→ **Brief**
Repeat every entry word for word. Images do not belong in the copy.

Referring expression pointing data
====================

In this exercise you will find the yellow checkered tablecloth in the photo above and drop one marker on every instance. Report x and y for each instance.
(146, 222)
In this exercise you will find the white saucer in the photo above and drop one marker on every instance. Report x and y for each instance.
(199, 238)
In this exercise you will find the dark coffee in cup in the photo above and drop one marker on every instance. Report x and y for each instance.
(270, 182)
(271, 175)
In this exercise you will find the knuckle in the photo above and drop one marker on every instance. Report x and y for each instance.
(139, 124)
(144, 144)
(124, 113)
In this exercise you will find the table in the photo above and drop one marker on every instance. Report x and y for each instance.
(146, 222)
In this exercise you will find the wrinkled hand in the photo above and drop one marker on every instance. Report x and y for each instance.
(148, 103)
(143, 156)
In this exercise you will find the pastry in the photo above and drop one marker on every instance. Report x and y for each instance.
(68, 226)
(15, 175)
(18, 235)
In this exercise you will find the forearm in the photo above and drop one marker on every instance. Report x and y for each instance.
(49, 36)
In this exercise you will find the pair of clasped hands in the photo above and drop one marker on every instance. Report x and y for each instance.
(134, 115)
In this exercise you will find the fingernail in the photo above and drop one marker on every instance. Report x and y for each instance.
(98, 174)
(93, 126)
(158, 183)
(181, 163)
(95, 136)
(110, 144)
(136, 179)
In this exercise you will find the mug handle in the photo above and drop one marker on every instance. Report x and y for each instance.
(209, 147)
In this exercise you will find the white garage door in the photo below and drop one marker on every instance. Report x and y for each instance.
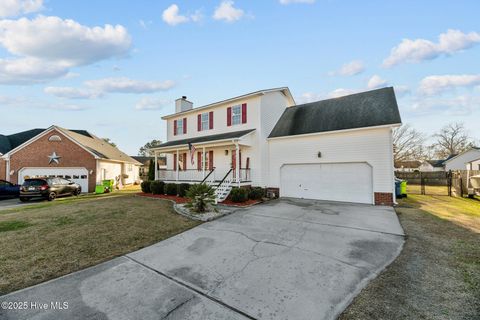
(348, 182)
(78, 175)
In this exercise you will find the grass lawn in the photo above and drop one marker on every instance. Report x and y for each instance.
(437, 275)
(51, 239)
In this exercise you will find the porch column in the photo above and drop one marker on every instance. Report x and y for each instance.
(203, 162)
(177, 165)
(156, 166)
(237, 163)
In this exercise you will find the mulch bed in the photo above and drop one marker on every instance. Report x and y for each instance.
(162, 196)
(185, 200)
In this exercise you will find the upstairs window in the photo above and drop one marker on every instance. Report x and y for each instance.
(180, 126)
(205, 121)
(236, 114)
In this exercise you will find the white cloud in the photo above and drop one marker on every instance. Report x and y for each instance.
(340, 92)
(414, 51)
(296, 1)
(227, 12)
(147, 103)
(350, 69)
(438, 83)
(126, 85)
(10, 8)
(172, 17)
(376, 82)
(45, 48)
(73, 93)
(456, 106)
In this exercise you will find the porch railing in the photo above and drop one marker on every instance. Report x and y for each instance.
(194, 175)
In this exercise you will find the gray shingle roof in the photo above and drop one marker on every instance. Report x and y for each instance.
(366, 109)
(213, 137)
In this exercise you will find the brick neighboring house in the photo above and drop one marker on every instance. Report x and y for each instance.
(76, 155)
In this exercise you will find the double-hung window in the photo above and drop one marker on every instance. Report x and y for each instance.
(179, 127)
(236, 114)
(205, 121)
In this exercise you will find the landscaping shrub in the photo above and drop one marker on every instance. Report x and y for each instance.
(171, 189)
(201, 196)
(256, 193)
(146, 186)
(157, 187)
(182, 189)
(239, 194)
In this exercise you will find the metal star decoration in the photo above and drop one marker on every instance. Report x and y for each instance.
(54, 158)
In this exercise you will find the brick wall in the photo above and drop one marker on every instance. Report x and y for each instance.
(36, 155)
(383, 198)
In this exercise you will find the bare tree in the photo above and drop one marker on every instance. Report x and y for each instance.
(452, 139)
(408, 144)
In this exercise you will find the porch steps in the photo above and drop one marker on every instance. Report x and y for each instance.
(223, 189)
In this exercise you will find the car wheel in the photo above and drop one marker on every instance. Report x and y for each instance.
(52, 196)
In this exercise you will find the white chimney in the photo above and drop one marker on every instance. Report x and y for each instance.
(183, 104)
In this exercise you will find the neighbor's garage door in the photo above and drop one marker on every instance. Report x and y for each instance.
(78, 175)
(348, 182)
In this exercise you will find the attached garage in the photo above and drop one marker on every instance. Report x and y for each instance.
(77, 175)
(348, 182)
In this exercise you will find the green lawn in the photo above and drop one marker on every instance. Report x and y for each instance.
(437, 275)
(51, 239)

====================

→ **Your response**
In this exercise you will find the yellow checkered tablecloth in the photo above and drop one marker on every instance. Report x and y for each instance.
(146, 222)
In this exercise you will find the white saucer in the photo above and drop one marker on every instance. Report x and y for each instance.
(199, 238)
In this exercise you will find the dark coffee in cup in the photo above and drop one marker on every instance. Report x and y for each instance.
(270, 182)
(271, 175)
In this exercise you will find the knuckle in the photo above and drop one marker on every instance. Report x and y for each instance.
(139, 124)
(144, 144)
(124, 113)
In this exercise you will find the table in the photo above and drop one marker on every instance. Report x and y for each instance.
(146, 222)
In this exercise you will find the wrinkled hand in the photo above and drop one marker on every instance. Report x and y for each instance.
(148, 103)
(143, 156)
In this exercise you will find the pastry in the photo above and drop one marker on every instance. Report x and y for each instance.
(68, 226)
(15, 175)
(18, 235)
In this exercise you will find the forearm in the photo above and drop one marker on every instance. Report x and y for each instance.
(49, 36)
In this exercise you will find the pair of clasped hands in the photo above and drop one marker on every instance. Report x and y for each instance.
(134, 115)
In this exercise you will find the fingernail in the photo above and drop one marker on every instance. Report x and y for each instance.
(98, 174)
(93, 126)
(158, 183)
(181, 163)
(95, 136)
(110, 144)
(136, 179)
In this exercise you will find the mug handle in the photo above and drop one marker on every instance. Report x and y for each instance.
(209, 147)
In this exercise you will find the white garage door in the photo below and drop one marker on every instance. Report x and y for each instance.
(348, 182)
(78, 175)
In this exercise you will find the grass lawn in the photo above and drop one marker on every instance. Report x and y for each instance.
(437, 275)
(51, 239)
In this exercise you will find the porch column in the photo above and drop one marker on every instance. Report x and y for each instance.
(203, 162)
(177, 165)
(156, 166)
(237, 163)
In this exercise you will find the mulch bed in the photo above and drop one marker on every instance. Report x and y for each instance.
(162, 196)
(185, 200)
In this exercise you will find the upstairs window in the photo above and drop one marker on every instance. Report x and y for each instance.
(180, 126)
(205, 121)
(236, 114)
In this exercise you will find the white cloud in the photo above and drop one marker on every instance. Report x and y for each instance.
(340, 92)
(414, 51)
(296, 1)
(227, 12)
(147, 103)
(350, 69)
(438, 83)
(126, 85)
(10, 8)
(172, 17)
(376, 82)
(45, 48)
(73, 93)
(456, 106)
In this exercise you will find the porch railing in the photo above and drop one marker on every instance. Report x and y for each instance.
(194, 175)
In this exercise you will find the gray shingle roof in the photo above and drop one marker on every instance. Report x and y for each instance.
(366, 109)
(213, 137)
In this exercise you will find the brick neighboring house in the photo above and drop one marker on every instance. Report x and y for each instance.
(76, 155)
In this exercise you will find the double-hung window in the photo above and drop one marker on every instance. Report x and y for each instance.
(179, 127)
(236, 114)
(205, 121)
In this exercise you will find the landscaping shrub in the photo above and drop one marker on every instance. Report x and y for each instance.
(171, 189)
(201, 196)
(256, 193)
(146, 186)
(157, 187)
(182, 189)
(239, 194)
In this exercise you will find the metal star decoration in the photo above and drop one marker on every instance. Report x and y for each instance.
(54, 158)
In this exercise you will find the brick wall in the photo above and drop one marker on every instance. Report x and y for each instance.
(36, 155)
(383, 198)
In this exercise you will find the bare tree in the photo above and drop one marker on every instance. Report x and y for each instance.
(452, 139)
(408, 144)
In this exercise you will find the porch steps in the photo above and drop one marker on every instance. Report x and y for each instance.
(223, 189)
In this exercise you will find the car wheel in the photo above and drop one marker on every instance. Report x and y for each instance.
(52, 196)
In this exercise you will find the white chimney in the photo above and drop one marker on every instance. Report x and y for each instance.
(183, 104)
In this exercise you will find the neighbor's garage door in the photo above and drop one marker on every instance. Report x and y for each instance.
(78, 175)
(348, 182)
In this exercise you will find the attached garage in the photo above and drop one marker on every instance. Report x and y for each instance.
(77, 175)
(348, 182)
In this exercise you will find the green lawn in the photo above and drop one marker on every instance. Report x and y for each instance.
(437, 275)
(51, 239)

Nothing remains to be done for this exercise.